*WHAT TO WORK ON:*
**a.** According to the article about the Arichat Medical Clinic, what position did Dr. Steven DeRoche accept after closing his family practice?
**b.** Continue the news article about the family doctor leaving the Arichat Medical Clinic, picking up right after its final sentence.

[[ EXTRACTED TEXT, beginning ]]

PORT HAWKESBURY: A local candidate said the departure of a family doctor to a nearby hospital is a mix of good and bad news.
In a Facebook post on Feb. 3, Dr. Steven DeRoche confirmed he closed his family practice at the Arichat Medical Clinic to accept a position as a hospitalist at the Strait-Richmond Hospital.
Then on Feb. 18, the Arichat Medical Clinic issued a press release that as a result, remaining doctors Laurie and Scott MacNeil will only see rostered patients and will no longer accept walk-in patients.
Since the remaining doctors can no longer absorb DeRoche’s entire patient load, this will leave some without a physician, the release said. The doctors said they will to retain as many “high need” patients as possible.
This will also impact Monday evening and Saturday afternoon clinics, the release said, noting the days will be treated as regular clinic hours in which patients will need to book an appointment.
Richmond Progressive Conservative candidate Trevor Boudreau said local doctors have been filling in as temporary hospitalists at the Evanston facility for years, and the situation was helped when the province decided to increase the salaries for hospitalists.
“Having someone full-time there allows our other doctors to focus on all their other things,” Boudreau told The Reporter. “They have their regular family patients, (Dr.) Collins with the nursing homes, that sort of thing. It allows our doctors to put more focus on those things, which is good. They’re not getting burned out as much. They’re not doing 24-hour shifts, around the clock, for seven days at the Strait. Now we have somebody who’s there doing that.”
He said DeRoche will care for patients staying at the hospital.
“It’s a good thing for the hospital to have him there full-time because it’s consistency,” the PC candidate noted. “It’s very important in a hospital and it’s great for our community hospital. The struggle is on the other end, where he has to give up his family practice to do so. They’re paid less as family doctors to do a very important job.”
While DeRoche’s primary focus will be hospital, work Nova Scotia Health Authority spokesperson said there is a possibility he will also work in the hospital’s emergency department.
“That is certainly not ruled out as a possibility,” Elliot said.
Boudreau said this does leave people without a primary care physician, something which affects people not just from the Louisdale and Isle Madame areas, but all over the Strait area.
“That’s going to be a struggle because there was an advantage of having that walk-in clinic,” he noted. “That was being able to see people who may not even have had a family doctor. Sometimes they would take them in, that maybe weren’t part of the clinic sometimes, but they could get in there. The closest really walk-in clinics now are going to be in Antigonish.”

[[ EXTRACTED TEXT, end ]]
[[ MATERIAL SHOWN, beginning ]]

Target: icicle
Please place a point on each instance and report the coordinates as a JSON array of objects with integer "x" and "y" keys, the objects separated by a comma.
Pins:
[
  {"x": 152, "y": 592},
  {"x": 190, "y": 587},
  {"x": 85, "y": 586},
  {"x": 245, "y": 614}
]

[[ MATERIAL SHOWN, end ]]

*ANSWERS PROVIDED:*
**a.** He accepted a position as a hospitalist at the Strait-Richmond Hospital.

**b.**
Like those in charge of the Arichat clinic, Boudreau encourages former patients of DeRoche to call 811, or register online at: needafamilypractice.nshealth.ca to be on the “Need a Family Practice” list.
Along with this recent departure, Boudreau said there is a doctor shortage at the Dr. Kingston Memorial Community Health Centre in L’Ardoise, and with over 55,000 Nova Scotians on the wait list for a primary care practitioner, he pointed to the PC Party’s “Hope for Health” plan.
After forming government, the PCs are promising that on day 1 of their mandate they will institute Telehealth and virtual care for everyone who doesn’t have a primary care provider.
“We really believe we still have to recruit the doctors that we need,” he said. “There’s nothing that beats having consistency with a family doctor that is yours or a nurse practitioner that’s yours that you can have that continuity of care. But there are people who need things now.”
The PCs claim their plan will give more authority and flexibility to local decision makers in tackling local issues like health care practitioner shortages. He noted that there are many communities across rural Canada looking for primary care practitioners, and those recruiting have to be more creative, specifically regarding health care professionals from other countries.
“The local administrators have a box that they have to fit everything into. If you have three family doctors, you can’t go out of that box and say, ‘well, we’re going to hire a nurse practitioner or somebody for this area now to fill this gap,’” Boudreau said.
While acknowledging that many people prefer to use doctors, rather than other alternatives and services in other sectors of health care, Boudreau said there is a role to play for everyone within collaborative care.
“We can all be helping each other out, and we do,” he added. “It’s about support networks for everyone.”